◆ **Goal**: Copy the material from its start through the line containing "x=993, y=319", with each request unchanged, and raise every coordinate value in the answers by 97.
***** Data section *****
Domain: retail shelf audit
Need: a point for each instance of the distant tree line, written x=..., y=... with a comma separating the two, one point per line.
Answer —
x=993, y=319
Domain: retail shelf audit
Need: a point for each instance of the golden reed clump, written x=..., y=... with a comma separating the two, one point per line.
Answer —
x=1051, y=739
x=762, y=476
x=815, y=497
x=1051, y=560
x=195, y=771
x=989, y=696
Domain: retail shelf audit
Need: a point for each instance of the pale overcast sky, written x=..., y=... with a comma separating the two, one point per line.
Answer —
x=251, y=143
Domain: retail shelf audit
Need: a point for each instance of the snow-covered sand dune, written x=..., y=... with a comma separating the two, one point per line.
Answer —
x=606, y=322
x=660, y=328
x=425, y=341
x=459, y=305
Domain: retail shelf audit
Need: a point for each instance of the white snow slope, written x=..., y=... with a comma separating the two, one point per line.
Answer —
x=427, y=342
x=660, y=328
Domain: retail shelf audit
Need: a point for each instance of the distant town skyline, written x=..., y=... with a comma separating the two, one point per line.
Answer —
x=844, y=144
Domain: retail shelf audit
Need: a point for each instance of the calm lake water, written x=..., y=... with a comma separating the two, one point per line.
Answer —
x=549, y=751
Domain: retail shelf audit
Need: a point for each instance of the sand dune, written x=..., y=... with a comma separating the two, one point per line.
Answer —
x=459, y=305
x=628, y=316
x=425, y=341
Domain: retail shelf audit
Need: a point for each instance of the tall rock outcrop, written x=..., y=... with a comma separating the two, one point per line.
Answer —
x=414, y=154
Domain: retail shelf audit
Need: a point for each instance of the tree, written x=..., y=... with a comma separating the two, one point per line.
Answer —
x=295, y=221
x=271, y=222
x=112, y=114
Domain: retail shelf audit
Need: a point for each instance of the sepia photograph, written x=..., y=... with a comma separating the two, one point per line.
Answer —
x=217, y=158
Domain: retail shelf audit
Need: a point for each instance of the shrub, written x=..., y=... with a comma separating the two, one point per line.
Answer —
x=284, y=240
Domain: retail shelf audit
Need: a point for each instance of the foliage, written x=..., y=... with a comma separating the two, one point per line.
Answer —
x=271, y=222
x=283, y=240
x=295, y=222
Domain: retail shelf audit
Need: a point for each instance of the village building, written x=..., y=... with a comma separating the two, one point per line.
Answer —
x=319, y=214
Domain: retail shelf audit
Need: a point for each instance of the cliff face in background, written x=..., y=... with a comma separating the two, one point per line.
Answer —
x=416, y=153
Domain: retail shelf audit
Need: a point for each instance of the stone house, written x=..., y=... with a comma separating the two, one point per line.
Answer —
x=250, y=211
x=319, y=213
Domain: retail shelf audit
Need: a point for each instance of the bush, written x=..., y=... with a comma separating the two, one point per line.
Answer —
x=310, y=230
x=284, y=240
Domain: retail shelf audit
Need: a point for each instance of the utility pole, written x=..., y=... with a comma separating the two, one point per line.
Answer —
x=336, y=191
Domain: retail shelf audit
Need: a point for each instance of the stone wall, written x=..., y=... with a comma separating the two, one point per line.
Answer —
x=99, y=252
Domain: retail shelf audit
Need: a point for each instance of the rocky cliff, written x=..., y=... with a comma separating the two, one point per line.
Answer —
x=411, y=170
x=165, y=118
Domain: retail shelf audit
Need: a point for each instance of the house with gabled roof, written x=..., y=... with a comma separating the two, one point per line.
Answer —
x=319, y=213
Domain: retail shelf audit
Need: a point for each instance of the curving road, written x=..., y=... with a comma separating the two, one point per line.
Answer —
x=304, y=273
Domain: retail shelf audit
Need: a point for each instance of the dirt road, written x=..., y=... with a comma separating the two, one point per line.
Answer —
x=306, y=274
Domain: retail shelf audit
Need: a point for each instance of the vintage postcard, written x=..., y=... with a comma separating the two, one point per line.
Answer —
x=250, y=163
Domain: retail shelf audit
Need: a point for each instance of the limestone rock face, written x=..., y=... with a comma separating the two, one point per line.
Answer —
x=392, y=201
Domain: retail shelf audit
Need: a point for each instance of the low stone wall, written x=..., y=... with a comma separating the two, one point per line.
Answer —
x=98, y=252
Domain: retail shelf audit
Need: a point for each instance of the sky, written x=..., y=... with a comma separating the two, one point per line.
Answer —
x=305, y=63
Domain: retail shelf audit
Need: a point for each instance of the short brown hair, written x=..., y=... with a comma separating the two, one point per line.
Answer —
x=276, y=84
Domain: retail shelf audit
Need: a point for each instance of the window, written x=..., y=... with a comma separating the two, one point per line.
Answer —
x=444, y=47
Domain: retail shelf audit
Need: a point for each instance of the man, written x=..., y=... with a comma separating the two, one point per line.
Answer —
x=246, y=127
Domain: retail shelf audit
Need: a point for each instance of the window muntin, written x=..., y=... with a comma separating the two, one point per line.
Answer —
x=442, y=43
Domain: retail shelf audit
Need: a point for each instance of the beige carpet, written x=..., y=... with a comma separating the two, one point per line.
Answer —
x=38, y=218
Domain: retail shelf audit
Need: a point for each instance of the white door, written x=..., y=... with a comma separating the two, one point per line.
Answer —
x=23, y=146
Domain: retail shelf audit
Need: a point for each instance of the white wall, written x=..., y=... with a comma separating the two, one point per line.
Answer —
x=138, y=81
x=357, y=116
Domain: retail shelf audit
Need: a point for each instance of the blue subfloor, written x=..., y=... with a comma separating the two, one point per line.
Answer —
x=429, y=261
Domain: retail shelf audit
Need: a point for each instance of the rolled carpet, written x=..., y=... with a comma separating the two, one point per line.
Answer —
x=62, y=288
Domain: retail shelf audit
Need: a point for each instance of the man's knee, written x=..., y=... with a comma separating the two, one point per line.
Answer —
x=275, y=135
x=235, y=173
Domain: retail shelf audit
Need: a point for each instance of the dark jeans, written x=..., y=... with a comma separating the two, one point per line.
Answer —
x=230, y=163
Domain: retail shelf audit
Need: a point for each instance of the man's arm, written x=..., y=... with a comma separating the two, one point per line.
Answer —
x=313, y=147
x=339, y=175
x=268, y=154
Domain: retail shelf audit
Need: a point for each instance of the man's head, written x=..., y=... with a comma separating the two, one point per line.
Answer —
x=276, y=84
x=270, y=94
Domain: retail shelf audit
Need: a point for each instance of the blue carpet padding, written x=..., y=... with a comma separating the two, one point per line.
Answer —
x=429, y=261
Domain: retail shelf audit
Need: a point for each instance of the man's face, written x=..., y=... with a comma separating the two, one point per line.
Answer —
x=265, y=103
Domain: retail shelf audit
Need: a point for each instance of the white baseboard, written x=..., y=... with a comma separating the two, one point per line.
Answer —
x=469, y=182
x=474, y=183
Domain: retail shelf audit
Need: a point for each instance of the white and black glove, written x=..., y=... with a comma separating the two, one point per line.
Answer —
*****
◆ **Answer for the task**:
Domain: retail shelf audit
Need: a point for each instance of the distant tree line, written x=..., y=... with a comma separating the two, one point per line.
Answer —
x=1090, y=416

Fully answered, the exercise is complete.